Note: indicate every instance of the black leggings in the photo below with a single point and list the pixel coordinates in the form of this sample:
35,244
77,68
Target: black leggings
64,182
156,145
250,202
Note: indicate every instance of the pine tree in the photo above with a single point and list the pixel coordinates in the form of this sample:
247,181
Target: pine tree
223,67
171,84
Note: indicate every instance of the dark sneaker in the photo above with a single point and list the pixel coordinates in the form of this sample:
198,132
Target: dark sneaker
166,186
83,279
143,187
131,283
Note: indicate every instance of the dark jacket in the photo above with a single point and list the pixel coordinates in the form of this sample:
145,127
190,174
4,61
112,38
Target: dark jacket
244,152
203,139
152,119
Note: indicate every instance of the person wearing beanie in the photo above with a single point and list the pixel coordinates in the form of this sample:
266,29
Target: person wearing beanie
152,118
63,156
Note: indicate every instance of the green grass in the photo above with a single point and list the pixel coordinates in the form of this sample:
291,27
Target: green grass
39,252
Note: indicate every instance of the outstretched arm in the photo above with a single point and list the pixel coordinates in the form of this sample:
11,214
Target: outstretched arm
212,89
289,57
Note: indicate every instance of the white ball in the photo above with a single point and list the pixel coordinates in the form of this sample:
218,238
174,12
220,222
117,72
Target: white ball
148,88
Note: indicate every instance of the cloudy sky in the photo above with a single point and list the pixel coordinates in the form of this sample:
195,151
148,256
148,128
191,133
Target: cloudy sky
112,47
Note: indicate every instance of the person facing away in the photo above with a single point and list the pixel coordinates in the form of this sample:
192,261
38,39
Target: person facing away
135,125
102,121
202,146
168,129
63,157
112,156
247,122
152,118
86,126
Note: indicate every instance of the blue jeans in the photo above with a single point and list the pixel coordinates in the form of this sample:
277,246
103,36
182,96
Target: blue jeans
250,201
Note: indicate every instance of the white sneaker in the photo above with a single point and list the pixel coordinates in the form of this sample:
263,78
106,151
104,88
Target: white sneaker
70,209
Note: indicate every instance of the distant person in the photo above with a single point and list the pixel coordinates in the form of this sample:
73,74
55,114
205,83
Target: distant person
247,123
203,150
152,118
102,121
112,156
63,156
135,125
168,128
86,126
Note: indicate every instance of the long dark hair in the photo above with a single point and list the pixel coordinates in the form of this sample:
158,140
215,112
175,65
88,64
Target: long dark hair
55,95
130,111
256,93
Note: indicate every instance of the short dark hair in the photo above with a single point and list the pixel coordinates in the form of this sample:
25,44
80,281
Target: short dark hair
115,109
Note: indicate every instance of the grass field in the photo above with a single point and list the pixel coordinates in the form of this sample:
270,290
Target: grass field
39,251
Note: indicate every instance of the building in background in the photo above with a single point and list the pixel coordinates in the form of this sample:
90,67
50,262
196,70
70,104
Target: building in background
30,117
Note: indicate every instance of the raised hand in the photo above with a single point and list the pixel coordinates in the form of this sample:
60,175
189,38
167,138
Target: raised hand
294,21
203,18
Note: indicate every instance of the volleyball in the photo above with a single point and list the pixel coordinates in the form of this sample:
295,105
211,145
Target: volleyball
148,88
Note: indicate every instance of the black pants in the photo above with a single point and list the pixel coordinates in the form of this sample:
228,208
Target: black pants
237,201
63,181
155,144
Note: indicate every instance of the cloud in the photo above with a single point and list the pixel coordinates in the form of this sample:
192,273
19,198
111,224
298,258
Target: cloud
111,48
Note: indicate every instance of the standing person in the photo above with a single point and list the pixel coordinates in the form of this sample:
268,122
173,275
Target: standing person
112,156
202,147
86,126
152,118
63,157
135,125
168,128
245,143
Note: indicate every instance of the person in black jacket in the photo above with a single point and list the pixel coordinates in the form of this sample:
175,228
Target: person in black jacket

- WORK REQUEST: The records above should be returned exactly.

- EXERCISE ANSWER:
Note: indicate every instance of the black leggings in the photo below with a single point and list the pixel coordinates in the form of this sample:
35,244
77,68
Target: black leggings
64,182
156,145
250,202
Note: indicate every instance of the pine tree in the photo above with a single point and list the pixel coordinates in the form of this sample:
247,181
Target: pine tree
223,67
171,84
Note: indicate every instance of the dark sneaker in the photo above with a single point and list the pixel coordinates in the form of this sample:
198,132
Target: dark sneaker
166,186
83,279
143,187
131,283
Note: indicate every instance of the dark jacket in the photo above with a single point and list the pixel coordinates in the form of this sample:
145,127
190,174
4,61
112,38
Target: dark jacket
244,152
203,139
152,119
Note: indicate every instance of the person wearing beanie in the photo above with a single point and list the pixel coordinates in the form of this sample:
266,29
Target: person wearing beanie
152,118
63,156
Note: indicate every instance of the green grass in the photo above with a single point and list the pixel coordinates in the form of this sample:
291,27
Target: green grass
39,252
Note: indicate every instance of the outstretched arm in the photo above with a single point and list the pixel coordinates in the form of this sample:
11,214
Target: outstretched arm
212,89
289,57
Note: indicate every instance of the white ball in the photo above with a single point and list the pixel coordinates in the form of this sample:
218,238
174,12
220,222
117,72
Target: white ball
148,88
Note: indicate every instance of the cloudy sky in the photo above with a single point and list the pixel coordinates in the form of this sample:
195,151
148,256
148,128
191,133
Target: cloudy sky
112,47
Note: indicate every instance of the person facing away in the photo above with a single point and list the pixel coordinates in the form of this sample:
192,261
38,39
Target: person facing away
135,125
102,121
202,146
168,129
63,157
112,156
247,122
152,118
86,126
Note: indicate every instance of the blue jeans in the photo above with a single point and list the pixel coordinates in the form of this sample:
277,246
103,36
182,96
Target: blue jeans
250,201
Note: indicate every instance of the white sneaker in the photo above with a single point and list the pixel coordinates in the form of this sample:
263,78
106,151
104,88
Target: white sneaker
70,209
Note: indicate every instance of the distant person in the photo above with a single point and list the pixel coordinates in the form of this sample:
73,74
55,114
205,83
Target: distant person
247,123
203,150
152,118
102,121
112,156
63,156
135,125
168,128
86,126
Note: indicate every instance of the long dark hair in the photo above with a single point and list the pixel coordinates in the form of this sample:
158,140
215,112
175,65
88,64
Target: long dark hair
55,95
130,111
256,93
Note: indicate every instance of the short dark hair in the photo above with a single point and list the pixel coordinates in the form of this sample:
25,44
80,281
Target: short dark hair
115,109
Note: indicate every instance of the grass field in the photo above with a single point and list the pixel coordinates in the form of this sample:
270,290
Target: grass field
39,251
Note: indicate every instance of the building in background in the photo above with a single point and list the pixel coordinates in the form of this sample:
90,67
50,262
196,70
70,104
Target: building in background
30,117
Note: indicate every instance of the raised hand in the photo above with a single point and list the pixel coordinates in the form of this sample:
60,175
189,38
167,138
Target: raised hand
294,21
203,18
Note: indicate every instance of the volleyball in the photo above with a single point and list the pixel coordinates in the form of this sample:
295,105
211,145
Target: volleyball
148,88
Note: indicate every instance of the black pants in the photo above with a single point and list the pixel coordinates in the form of this sample:
228,208
Target: black pants
237,201
63,181
155,144
Note: indicate every instance of the cloud in the photo above with a single point and list the pixel coordinates in the form of this sample:
192,273
19,198
111,224
298,258
Target: cloud
111,48
Note: indicate every instance of the standing person in the photo above with a single point and list the pixel coordinates in the form of this sample:
268,122
173,275
Target: standing person
112,156
202,147
86,126
152,118
63,157
135,125
168,128
245,143
Note: indicate every instance of the person in black jacket in the photo above with a single point and list the pixel coordinates in the form of this sample:
175,228
Target: person in black jacket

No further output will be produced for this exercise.